Work required: Report every line in the records that contains the string "bounding", matching case exactly.

[Begin Data]

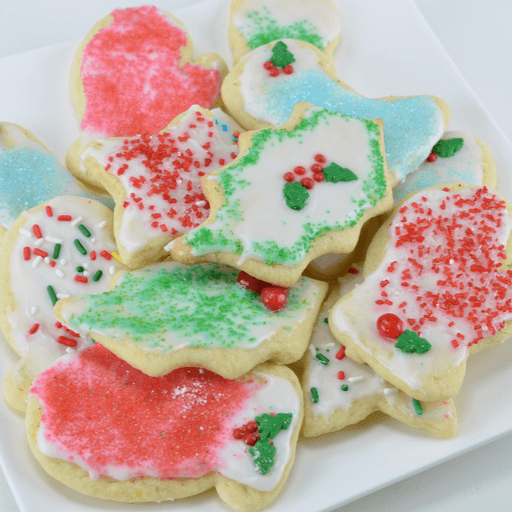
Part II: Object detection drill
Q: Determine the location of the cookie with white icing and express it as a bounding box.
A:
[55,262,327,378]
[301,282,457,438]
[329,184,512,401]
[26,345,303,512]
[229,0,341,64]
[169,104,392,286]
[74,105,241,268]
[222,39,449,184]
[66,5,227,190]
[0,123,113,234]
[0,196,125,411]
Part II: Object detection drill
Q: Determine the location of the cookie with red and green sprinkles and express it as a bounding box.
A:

[End Data]
[Begin Data]

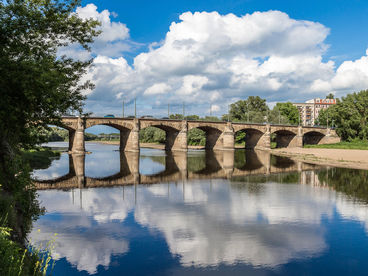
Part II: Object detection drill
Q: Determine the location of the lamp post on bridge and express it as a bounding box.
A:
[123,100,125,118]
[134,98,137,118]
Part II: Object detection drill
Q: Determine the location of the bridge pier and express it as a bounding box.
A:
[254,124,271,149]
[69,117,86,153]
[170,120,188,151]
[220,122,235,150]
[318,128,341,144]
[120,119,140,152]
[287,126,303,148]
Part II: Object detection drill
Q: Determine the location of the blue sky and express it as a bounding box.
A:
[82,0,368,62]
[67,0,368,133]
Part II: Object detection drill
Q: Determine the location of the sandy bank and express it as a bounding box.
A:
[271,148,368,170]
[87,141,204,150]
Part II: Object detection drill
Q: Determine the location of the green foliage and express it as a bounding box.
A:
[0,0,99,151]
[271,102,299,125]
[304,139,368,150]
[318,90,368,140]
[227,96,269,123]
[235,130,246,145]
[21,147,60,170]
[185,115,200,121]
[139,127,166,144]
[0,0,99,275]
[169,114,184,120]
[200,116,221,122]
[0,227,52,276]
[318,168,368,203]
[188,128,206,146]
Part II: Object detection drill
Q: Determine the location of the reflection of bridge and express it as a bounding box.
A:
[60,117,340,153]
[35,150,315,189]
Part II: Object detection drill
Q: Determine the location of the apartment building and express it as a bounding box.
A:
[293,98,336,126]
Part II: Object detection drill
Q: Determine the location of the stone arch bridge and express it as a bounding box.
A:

[End Data]

Answer in full:
Q: Determine the location of the cookie with white icing and express it as a bounding box.
Q: Determine the location of the cookie with red and green sprinkles and express it as a bounding box.
Q: Determine the location of the lamp post on bridge and express it as a bounding box.
Q: Determine the location of the bridge pier and express it as a bounding box.
Q: Determine the location of the blue sky and express it as a bounding box.
Q: Determine the location of the sandy bank and express it as a bounding box.
Q: Determine the location of the green foliage and express it as a bounding box.
Q: Determine the location of the reflection of bridge and express it as a bounding box.
Q: Determine the location of the apartment building and express it as a bounding box.
Q: Determine the location of the stone arch bridge and express it as a bounding box.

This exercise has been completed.